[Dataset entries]
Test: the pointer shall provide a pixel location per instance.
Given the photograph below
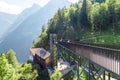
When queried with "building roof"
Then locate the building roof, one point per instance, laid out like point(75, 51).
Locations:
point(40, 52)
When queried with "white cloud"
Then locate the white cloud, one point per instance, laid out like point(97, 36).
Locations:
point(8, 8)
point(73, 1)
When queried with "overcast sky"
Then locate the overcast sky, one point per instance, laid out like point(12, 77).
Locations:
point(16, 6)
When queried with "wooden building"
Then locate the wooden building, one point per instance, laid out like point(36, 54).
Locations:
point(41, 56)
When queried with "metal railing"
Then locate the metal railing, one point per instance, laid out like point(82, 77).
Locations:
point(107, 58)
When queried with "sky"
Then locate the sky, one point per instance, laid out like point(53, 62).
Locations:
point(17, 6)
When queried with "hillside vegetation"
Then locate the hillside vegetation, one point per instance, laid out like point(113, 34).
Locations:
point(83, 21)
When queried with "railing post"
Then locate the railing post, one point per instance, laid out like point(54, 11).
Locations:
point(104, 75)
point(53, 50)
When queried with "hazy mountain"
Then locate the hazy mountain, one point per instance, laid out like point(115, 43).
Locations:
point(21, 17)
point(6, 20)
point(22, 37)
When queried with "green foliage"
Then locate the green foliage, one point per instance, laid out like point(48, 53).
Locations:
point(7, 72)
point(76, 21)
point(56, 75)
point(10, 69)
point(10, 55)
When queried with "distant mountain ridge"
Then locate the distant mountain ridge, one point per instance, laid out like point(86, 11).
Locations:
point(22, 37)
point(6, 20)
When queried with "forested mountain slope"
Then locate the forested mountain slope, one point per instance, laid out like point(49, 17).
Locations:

* YOUR OBJECTIVE
Could you quote every line of the data above word for word, leaving out any pictures?

* RESPONSE TO THE EXERCISE
Test: the pointer shall provide a pixel location per instance.
Given the photograph below
When queried with "building roof"
Then locate the building roof, one point per instance, laid out like point(75, 51).
Locations:
point(40, 52)
When queried with "white cloud"
Then locate the white cloud, one point per instance, laid out like point(97, 36).
Locations:
point(8, 8)
point(73, 1)
When queried with "overcast sky"
Then locate the overcast sky, one point per instance, laid out like point(12, 77).
Locations:
point(16, 6)
When queried with "wooden building"
Then locate the wooden building, one point per instance, laid out like point(36, 54).
Locations:
point(41, 56)
When queried with "metal railing"
Then locate the metal railing, one point per instance, laid out like point(82, 77).
Locations:
point(107, 58)
When queried with "sky"
Then locate the sky, one point per instance, laid out like point(53, 62).
Locations:
point(17, 6)
When queried with "hillside vegetation"
Then locate the hillside vegetation, one point per instance, laid out like point(113, 34).
Locations:
point(83, 21)
When queried with "railing post"
Then locate the railing post, one point per instance, laid out like point(54, 11).
Locations:
point(104, 75)
point(53, 50)
When queried with "hazy mountain"
Then locate the hazy mountain, one point per instance, laid out like point(115, 43).
Locations:
point(21, 17)
point(6, 20)
point(22, 37)
When queried with "green foliage"
Then locate the green foliage, one point per instance, laid out like point(48, 53).
Locations:
point(7, 72)
point(76, 21)
point(56, 75)
point(10, 69)
point(10, 55)
When queried with "distant mountain ridge"
Then locate the distant mountain ridge, one point per instance, laid out like point(86, 11).
Locations:
point(22, 37)
point(6, 20)
When queried with "forested mountain slope"
Then locate the forested mountain slope, one point per instance, laid out like point(49, 17).
Locations:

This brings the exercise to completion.